Pull each line holding the word "jacket" from the data.

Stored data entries
● ● ● ● ● ● ●

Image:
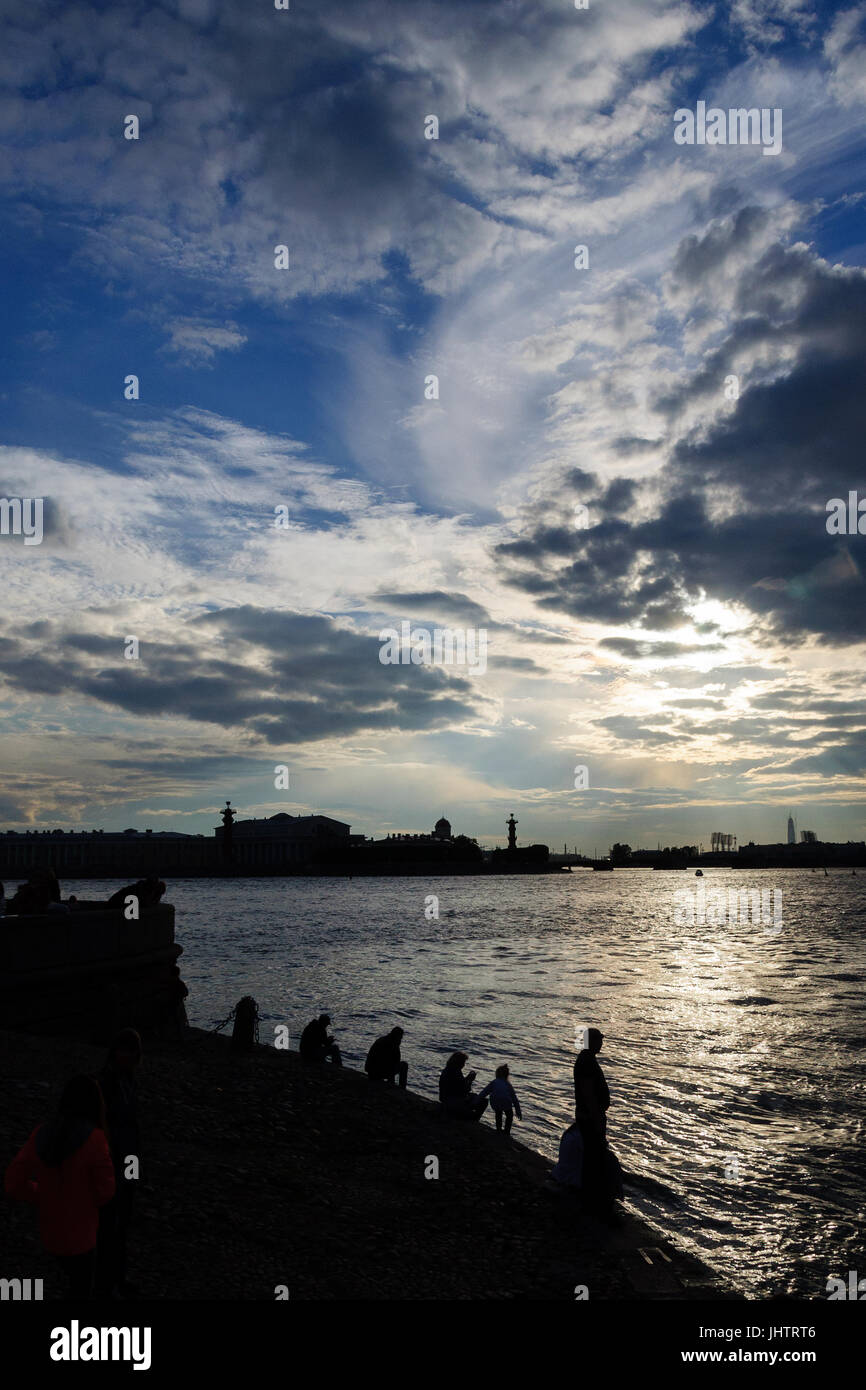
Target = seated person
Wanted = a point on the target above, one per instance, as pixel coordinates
(384, 1059)
(146, 890)
(316, 1045)
(456, 1090)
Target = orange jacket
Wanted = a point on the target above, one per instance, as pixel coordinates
(68, 1194)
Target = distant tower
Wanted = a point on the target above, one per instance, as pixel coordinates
(228, 820)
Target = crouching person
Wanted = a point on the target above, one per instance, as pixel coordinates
(384, 1061)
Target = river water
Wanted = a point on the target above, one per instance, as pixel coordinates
(734, 1050)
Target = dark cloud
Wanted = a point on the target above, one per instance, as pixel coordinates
(280, 677)
(784, 449)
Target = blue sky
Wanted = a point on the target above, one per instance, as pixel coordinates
(698, 647)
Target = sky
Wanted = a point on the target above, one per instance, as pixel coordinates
(620, 474)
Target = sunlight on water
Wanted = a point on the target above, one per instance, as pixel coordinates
(734, 1052)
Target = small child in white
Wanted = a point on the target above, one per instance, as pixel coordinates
(503, 1098)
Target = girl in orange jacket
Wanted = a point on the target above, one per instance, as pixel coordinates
(66, 1171)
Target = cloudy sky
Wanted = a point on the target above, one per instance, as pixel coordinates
(623, 480)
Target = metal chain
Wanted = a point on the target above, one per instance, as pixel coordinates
(231, 1016)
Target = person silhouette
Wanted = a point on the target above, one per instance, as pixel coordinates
(316, 1045)
(503, 1098)
(591, 1105)
(384, 1061)
(66, 1171)
(456, 1090)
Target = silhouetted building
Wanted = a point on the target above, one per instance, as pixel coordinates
(282, 841)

● ● ● ● ● ● ●

# TASK RESULT:
Target = orange jacket
Target = girl in orange jacket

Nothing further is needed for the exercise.